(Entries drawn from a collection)
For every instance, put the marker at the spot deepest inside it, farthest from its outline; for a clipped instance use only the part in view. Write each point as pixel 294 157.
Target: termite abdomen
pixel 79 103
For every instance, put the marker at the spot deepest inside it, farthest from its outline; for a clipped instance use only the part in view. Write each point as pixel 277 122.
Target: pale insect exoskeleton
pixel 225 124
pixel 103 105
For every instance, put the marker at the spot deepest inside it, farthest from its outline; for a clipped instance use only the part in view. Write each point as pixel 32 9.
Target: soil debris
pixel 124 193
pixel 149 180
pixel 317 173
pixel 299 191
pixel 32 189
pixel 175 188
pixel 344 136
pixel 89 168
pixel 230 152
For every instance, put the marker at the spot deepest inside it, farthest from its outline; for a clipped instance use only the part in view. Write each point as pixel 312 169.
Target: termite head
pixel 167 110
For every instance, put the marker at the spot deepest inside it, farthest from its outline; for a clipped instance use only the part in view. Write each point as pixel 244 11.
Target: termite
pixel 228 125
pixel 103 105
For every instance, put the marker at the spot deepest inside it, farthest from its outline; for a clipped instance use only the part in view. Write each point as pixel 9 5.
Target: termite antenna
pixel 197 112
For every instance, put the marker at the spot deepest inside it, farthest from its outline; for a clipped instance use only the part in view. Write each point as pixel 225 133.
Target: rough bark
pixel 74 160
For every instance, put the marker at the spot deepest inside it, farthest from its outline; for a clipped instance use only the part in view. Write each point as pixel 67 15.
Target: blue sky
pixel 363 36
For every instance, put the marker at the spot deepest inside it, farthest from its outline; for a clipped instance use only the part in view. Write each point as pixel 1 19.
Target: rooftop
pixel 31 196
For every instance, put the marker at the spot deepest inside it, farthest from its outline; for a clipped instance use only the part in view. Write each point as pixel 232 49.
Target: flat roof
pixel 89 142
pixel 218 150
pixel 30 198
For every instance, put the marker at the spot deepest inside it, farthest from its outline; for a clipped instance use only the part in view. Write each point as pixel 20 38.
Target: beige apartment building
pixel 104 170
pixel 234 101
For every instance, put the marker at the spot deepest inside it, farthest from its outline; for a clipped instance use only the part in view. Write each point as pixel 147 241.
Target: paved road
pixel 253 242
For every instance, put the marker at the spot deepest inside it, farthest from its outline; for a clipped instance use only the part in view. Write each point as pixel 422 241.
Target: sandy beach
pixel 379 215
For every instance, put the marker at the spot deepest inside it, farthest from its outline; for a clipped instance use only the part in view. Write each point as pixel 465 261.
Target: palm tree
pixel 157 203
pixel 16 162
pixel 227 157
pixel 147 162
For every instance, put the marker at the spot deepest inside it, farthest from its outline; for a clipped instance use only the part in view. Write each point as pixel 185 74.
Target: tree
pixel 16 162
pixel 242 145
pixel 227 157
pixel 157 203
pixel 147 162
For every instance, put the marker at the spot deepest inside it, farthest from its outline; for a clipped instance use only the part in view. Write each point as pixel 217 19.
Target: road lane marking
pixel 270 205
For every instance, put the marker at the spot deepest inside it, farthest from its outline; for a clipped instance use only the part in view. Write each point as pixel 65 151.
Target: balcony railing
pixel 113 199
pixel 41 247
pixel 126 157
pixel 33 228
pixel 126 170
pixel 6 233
==
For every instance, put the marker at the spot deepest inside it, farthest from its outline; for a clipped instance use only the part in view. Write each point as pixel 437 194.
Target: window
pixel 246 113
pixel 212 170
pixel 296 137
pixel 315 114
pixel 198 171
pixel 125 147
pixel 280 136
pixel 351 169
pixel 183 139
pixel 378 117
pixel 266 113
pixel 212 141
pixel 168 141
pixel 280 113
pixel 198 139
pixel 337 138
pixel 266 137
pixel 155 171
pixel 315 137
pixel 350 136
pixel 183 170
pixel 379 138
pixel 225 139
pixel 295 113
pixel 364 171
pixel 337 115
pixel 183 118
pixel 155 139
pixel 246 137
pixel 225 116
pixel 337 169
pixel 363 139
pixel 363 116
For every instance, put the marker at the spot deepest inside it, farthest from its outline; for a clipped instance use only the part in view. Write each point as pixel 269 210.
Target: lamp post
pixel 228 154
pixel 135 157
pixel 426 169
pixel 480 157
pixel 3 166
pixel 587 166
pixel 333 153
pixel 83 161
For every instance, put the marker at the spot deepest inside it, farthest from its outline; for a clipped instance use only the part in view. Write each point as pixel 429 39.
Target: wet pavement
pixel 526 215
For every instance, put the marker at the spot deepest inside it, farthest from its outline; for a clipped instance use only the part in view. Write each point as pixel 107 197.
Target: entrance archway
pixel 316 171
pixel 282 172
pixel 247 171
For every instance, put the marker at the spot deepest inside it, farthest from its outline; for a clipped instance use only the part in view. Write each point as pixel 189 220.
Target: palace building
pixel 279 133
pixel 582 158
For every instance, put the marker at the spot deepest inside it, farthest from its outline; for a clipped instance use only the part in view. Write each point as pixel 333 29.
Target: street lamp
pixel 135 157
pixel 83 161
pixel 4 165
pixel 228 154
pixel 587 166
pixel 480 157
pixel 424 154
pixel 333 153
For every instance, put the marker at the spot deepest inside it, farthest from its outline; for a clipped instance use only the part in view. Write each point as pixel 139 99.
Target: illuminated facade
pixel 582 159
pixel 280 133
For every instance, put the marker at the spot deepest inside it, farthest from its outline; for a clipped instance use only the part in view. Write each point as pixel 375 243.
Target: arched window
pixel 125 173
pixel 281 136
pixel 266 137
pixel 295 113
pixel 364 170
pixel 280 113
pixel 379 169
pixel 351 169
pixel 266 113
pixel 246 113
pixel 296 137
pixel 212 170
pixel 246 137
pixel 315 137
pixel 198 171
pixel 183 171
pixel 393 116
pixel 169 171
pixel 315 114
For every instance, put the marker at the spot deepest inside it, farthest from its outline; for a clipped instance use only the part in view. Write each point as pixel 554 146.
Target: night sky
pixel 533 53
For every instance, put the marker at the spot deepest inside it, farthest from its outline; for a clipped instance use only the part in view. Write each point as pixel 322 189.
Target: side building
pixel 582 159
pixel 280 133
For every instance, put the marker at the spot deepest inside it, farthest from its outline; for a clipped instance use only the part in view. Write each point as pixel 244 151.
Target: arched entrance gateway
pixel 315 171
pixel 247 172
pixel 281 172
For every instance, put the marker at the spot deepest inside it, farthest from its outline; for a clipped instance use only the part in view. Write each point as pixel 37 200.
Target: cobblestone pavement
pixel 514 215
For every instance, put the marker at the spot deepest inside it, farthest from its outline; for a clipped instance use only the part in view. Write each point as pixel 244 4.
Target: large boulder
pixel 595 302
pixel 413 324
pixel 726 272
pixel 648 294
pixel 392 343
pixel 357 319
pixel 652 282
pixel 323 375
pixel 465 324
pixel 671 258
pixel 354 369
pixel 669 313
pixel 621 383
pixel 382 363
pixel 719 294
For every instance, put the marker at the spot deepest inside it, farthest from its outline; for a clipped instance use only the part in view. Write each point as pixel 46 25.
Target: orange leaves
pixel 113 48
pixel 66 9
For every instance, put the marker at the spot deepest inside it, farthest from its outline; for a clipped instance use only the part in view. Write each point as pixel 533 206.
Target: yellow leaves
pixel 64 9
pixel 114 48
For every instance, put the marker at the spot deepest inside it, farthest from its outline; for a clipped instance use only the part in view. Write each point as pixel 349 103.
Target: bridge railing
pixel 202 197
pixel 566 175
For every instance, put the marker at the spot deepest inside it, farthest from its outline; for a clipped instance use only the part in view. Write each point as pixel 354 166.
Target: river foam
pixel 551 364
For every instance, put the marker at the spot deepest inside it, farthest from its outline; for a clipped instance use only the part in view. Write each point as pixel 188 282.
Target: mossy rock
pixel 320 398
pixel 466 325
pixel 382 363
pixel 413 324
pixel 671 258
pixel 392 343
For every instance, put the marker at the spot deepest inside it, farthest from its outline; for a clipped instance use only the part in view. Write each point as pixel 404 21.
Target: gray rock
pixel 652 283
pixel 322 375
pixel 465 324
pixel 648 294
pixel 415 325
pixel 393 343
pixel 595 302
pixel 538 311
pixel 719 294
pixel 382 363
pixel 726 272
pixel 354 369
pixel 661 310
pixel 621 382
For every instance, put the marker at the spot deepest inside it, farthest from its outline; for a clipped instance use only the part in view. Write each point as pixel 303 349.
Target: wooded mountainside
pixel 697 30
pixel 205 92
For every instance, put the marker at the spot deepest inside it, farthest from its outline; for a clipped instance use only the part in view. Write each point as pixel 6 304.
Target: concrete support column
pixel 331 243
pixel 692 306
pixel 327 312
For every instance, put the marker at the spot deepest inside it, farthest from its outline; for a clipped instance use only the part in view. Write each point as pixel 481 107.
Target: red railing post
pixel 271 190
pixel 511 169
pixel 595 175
==
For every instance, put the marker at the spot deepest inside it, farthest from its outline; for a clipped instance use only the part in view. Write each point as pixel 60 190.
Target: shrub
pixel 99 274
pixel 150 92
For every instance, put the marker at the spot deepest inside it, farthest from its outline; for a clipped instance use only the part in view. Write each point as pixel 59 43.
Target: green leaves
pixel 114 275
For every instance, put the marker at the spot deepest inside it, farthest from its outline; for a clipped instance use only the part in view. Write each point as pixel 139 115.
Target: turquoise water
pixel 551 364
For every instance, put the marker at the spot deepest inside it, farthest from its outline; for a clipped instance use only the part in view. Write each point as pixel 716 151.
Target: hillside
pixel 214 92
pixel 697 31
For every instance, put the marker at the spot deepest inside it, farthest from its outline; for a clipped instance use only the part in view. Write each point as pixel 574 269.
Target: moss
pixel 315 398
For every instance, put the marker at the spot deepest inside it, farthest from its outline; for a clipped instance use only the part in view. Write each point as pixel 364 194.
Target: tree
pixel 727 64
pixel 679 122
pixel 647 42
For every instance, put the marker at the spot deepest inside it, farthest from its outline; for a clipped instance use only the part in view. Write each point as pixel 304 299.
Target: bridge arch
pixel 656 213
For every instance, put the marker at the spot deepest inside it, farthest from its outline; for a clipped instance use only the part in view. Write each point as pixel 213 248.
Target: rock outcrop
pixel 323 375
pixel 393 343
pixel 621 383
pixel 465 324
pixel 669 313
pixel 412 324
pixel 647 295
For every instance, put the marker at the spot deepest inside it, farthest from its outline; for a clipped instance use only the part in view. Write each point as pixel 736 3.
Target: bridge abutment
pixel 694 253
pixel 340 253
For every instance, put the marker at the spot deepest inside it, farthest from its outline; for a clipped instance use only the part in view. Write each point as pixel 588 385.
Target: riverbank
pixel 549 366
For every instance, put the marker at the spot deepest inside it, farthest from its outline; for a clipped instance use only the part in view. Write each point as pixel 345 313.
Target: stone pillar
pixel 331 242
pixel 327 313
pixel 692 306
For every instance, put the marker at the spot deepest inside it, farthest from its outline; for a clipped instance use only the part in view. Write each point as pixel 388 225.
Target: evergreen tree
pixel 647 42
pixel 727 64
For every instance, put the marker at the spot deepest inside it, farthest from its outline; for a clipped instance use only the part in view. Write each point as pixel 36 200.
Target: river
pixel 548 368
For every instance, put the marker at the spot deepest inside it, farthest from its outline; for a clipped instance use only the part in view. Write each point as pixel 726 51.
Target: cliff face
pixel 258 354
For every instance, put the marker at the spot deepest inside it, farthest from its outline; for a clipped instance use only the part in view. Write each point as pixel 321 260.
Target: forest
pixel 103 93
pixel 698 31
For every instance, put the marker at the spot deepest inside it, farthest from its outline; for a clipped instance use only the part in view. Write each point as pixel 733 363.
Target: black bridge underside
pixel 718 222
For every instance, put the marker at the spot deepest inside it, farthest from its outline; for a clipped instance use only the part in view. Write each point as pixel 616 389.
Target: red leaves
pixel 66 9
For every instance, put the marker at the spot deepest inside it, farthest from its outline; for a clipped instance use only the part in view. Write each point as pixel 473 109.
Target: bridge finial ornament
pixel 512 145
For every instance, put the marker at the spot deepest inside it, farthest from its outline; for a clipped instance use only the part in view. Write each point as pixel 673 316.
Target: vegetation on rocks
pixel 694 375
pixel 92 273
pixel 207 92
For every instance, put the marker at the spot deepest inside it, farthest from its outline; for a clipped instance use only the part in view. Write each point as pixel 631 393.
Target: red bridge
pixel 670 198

▶ [PROBLEM] Reproduce the data verbatim, from the line containing "pixel 673 316." up to and including the line containing "pixel 670 198".

▶ [OUTPUT OF THE TASK]
For every instance, put the marker at the spot deepest inside it, farthest from its outline; for a clipped instance use only the part in view. Write each point as pixel 673 316.
Target: vegetation on rocks
pixel 694 375
pixel 92 273
pixel 207 92
For every instance, put the marker at the spot deepest inside it, farthest from its outline; for a clipped instance use only the part in view. Write each point as pixel 631 393.
Target: red bridge
pixel 670 198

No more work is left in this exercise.